TEXT BLOCK
Opinion

How Blacks Were Duped into Becoming Political Slaves to the Democrat Party

When the master of Frederick Douglass (1818–1895) discovered that his wife was teaching his 12-year-old slave to read the Bible, he stopped her. “If he learns to read the Bible it will make him ever unfit to be a slave,” her husband said. In no time “he’ll be running away with himself.”

In his later years, Douglass reflected on that incident as the first antislavery lecture he had ever heard, and it inspired him to do anything he could to read more of the Bible. Eager to know more about the Bible, Douglass recalled, “I have gathered scattered pages from this holy book, from the filthy street gutters of Baltimore, and washed and dried them, that in the moments of my leisure, I might get a word or two of wisdom from them.”

The fact that Bible pages were in gutters while men and women were still enslaved gives some indication that the application of the Bible to all of life was not registering with a lot of Christians.

Douglas had begun to realize what his “master” understood” “There was power, indeed subversive, revolutionary power, in reading and interpreting the Bible for oneself, and that the institution of slavery in fact depended on controlling biblical literacy — who can read the Bible when and how.”

SHORT TASK 1
Answer these questions using the opinion piece on Frederick Douglass and the Bible.
(a) How old was Douglass when his master's wife was teaching him to read the Bible?
(b) From where did Douglass say he gathered scattered pages of the Bible?
(c) What did Douglass, in his later years, consider the incident with his master to have been?
SHORT TASK 2
Supply the next part of the opinion piece on Frederick Douglass and the Bible, starting after its last sentence.
The items after this text were taken from a separate source.

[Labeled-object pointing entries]
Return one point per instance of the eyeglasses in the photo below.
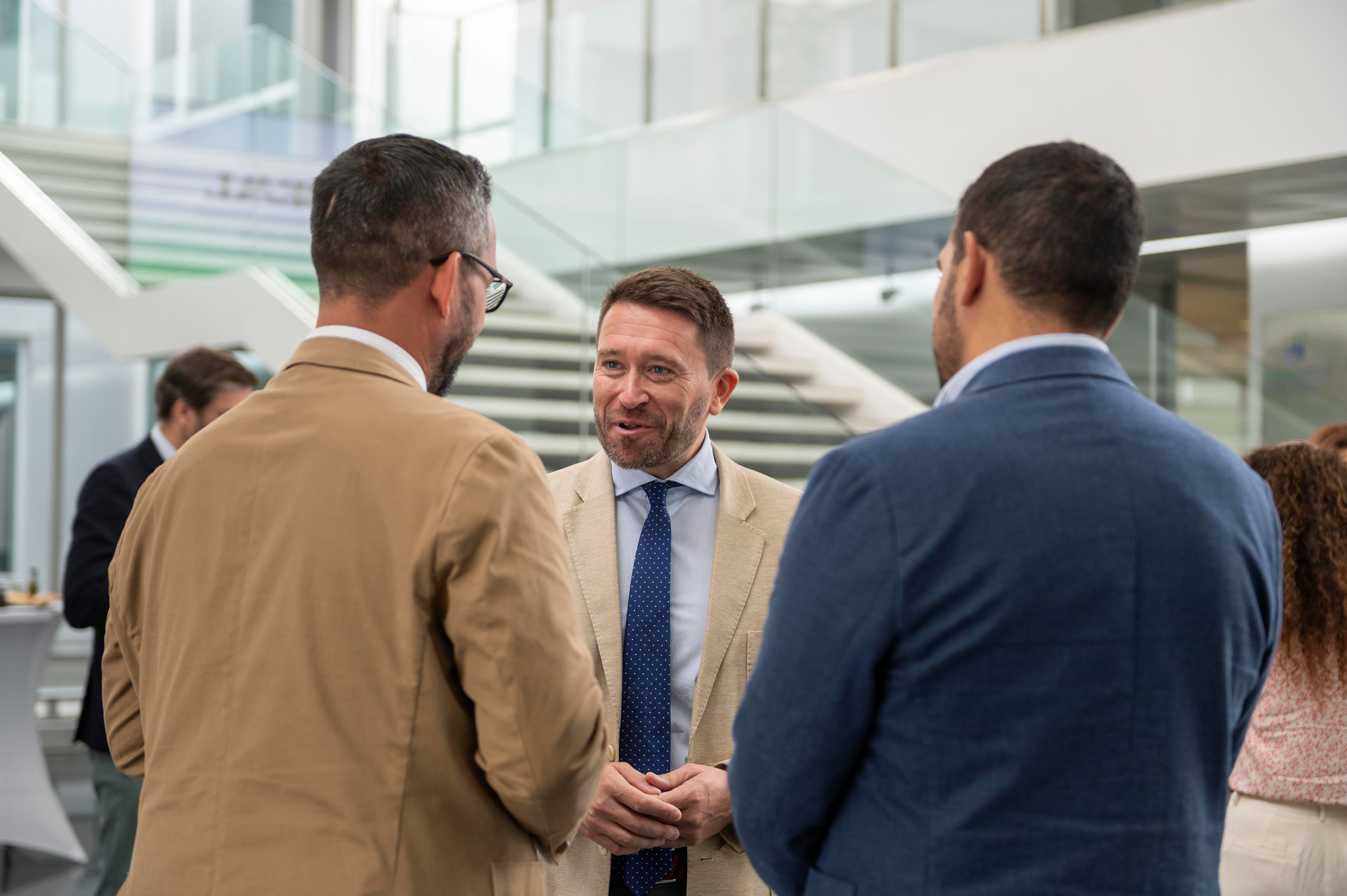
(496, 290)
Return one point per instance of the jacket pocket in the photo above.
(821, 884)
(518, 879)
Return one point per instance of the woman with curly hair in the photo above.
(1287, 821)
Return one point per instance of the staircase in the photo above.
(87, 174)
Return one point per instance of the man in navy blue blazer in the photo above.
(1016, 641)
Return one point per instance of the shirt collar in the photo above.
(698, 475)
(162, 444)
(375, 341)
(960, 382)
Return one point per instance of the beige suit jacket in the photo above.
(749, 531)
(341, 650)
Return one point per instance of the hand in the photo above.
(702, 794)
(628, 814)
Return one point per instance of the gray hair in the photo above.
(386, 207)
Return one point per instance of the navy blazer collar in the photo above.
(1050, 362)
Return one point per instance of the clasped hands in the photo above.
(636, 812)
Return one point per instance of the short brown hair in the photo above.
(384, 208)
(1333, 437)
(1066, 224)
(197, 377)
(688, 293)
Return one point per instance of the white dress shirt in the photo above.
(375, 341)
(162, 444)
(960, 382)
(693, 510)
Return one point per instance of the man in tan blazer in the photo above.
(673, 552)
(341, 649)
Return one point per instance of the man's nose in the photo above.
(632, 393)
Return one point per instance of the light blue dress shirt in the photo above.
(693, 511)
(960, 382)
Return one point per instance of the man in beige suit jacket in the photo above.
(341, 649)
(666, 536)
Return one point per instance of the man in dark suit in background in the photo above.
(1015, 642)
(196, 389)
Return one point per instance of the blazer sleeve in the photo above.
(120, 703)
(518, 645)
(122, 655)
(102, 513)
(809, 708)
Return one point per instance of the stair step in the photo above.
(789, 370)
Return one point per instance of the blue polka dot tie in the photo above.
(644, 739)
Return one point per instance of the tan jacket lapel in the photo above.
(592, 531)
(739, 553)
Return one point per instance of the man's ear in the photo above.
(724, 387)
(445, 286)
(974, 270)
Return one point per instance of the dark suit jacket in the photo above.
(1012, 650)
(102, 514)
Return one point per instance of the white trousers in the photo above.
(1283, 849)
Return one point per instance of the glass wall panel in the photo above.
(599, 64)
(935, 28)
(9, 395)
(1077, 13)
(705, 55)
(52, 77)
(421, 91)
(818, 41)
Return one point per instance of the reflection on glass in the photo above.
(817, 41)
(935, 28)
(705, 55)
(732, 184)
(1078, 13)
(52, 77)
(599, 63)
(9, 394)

EXERCISE RESPONSE 1
(a) He was 12 years old.
(b) From the filthy street gutters of Baltimore.
(c) The first antislavery lecture he had ever heard.

EXERCISE RESPONSE 2
Years later Douglass wrote,

“Let the reader reflect upon the fact, that, in this Christian country, men and women are hiding from professors of religion, in barns, in the woods and fields, in order to learn to read the Holy Bible. Those dear souls, who came to my Sabbath school, came not because it was popular or reputable to attend such a place, for they came under the liability of having forty stripes laid on their naked backs. Every moment they spend in my school, they were under this terrible liability; and, in this respect, I was sharer with them. Their minds had been cramped and starved by their cruel masters; the light of education had been completely excluded; and their hard earnings had been taken to educate their master’s children. I felt a delight in circumventing the tyrants, and in blessing the victims of their curses.”1

This is the way Christians read and understood the Bible. Its message was revolutionary. But something happened along the way. Many of today’s fundamentalist Christians have been taught that (1) the Bible is about personal salvation not cultural, (2) its benefits take place after you die, (3) it’s “spiritual” message that has little to do with this present physical world where Satan is god (2 Cor. 4:4), and (4) Jesus is always coming back soon so there is no reason to adjust the deck chairs on a sinking ship.

On the other hand, the Civil Rights Movement arose from within the church. It was led by the Rev. Martin Luther King, Jr. Unlike so much of fundamentalism, Blacks were taught that (1) the Bible is personal and cultural, (2) there are benefits in the here and now, (3) it’s message affects the material, and (4) there is not a heavy emphasis on the end times since they knew what great tribulation was and there was rapture to rescue them.

Then something happened. Blacks turned to the State – civil government – beyond the call for equal rights. They gradually succumbed to a secularized “social gospel.” Almost every prominent black leader today has promoted that government is the supplier of all their needs, and it has made them slaves to the State.

The Good Samaritan has become their elected representatives. Caring for the poor is now the domain of civil government. They’ve traded one plantation for the “liberal plantation” run by the Democrat Party and contribution from the Republicans. Sherriff David Clarke makes this important point:

“Look, the mainstream media — the liberal mainstream media — refuses to tell and write the stories and the op-eds to inform blacks that after 60 years of enslavement under Democrat control, their lives have not gotten better. This liberal mainstream media continues . . . not to tell the story that under the first black president, the standard of living of blacks has not gotten better. Poverty has worsened, the schools have gotten worse. They can’t find meaningful work.”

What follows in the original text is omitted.